● **QUESTIONS ON THE MATERIAL**
1: From the cross-linking meta-analysis text, write out the stretch from "1. Published RCTs" through "adverse event profile." without any changes.
2: In the cross-linking meta-analysis text, why would a patient whose only change in the last year is a 1.0 D increase in refractive astigmatism still count as having PK? Answer in one to three sentences.

EXERCISE TEXT below:

The primary objective was to compare outcomes of CXL versus placebo and to compare the efficacy of different CXL protocols in terms of corneal topography (maximum keratometry, i.e., Kmax), refraction (spherical equivalent, i.e., SE), vision (best-corrected visual acuity, i.e., BCVA), and pachymetry (central corneal thickness, i.e., CCT) both at short term (6 months) and at long term (at 1 year, 2 years, 3 years, or more). The secondary objective was comparative evaluation of safety parameters (endothelial cell density [ECD] and adverse events). The null hypothesis for the meta-analysis is that there is no difference in safety and outcomes between CXL and control/sham as well as different CXL protocols in patients with PK at both short and long term.


  Materials and Methods Top


This meta-analysis was performed in accordance with the reporting standards laid down by the “Cochrane” group,[16] and “PRISMA guidelines”[17] were also followed while reporting (PROSPERO registration CRD42021258032).

Inclusion criteria

  1. Published RCTs (parallel-group design) comparing CXL versus placebo/sham/control or comparing different CXL protocols
  2. Patients (≥14 years) with PK. PK is diagnosed if there is presence of any one of the following criteria: 1.0 D increase in steepest SimK, 1.0 D increase in refractive astigmatism, and 0.1-mm decrease in the back optic zone radius of the best-fitting contact lens in the last 1 year[18]
  3. Studies reporting any or all of the efficacy and safety measures Kmax, SE, BCVA, CCT, ECD, and comparative adverse event profile.


Exclusion criteria

  1. Nonrandomized studies, observational studies, case reports
  2. Studies in which diagnosis of PK is not clear or not as per definition adopted in the study.


Different protocols of collagen cross-linking

For the study, details of different protocols are seen in [eTable 1].

End of EXERCISE TEXT.
PROVIDED DATA below:

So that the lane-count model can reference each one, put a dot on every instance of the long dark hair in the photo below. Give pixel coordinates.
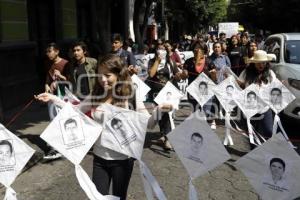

End of PROVIDED DATA.

● **ANSWERS FOR THE TASKS**
1:
1. Published RCTs (parallel-group design) comparing CXL versus placebo/sham/control or comparing different CXL protocols
  2. Patients (≥14 years) with PK. PK is diagnosed if there is presence of any one of the following criteria: 1.0 D increase in steepest SimK, 1.0 D increase in refractive astigmatism, and 0.1-mm decrease in the back optic zone radius of the best-fitting contact lens in the last 1 year[18]
  3. Studies reporting any or all of the efficacy and safety measures Kmax, SE, BCVA, CCT, ECD, and comparative adverse event profile.

2: The text says PK is diagnosed when any one of the listed criteria is present. A 1.0 D increase in refractive astigmatism within the last year is one of those criteria, so that change alone meets the definition.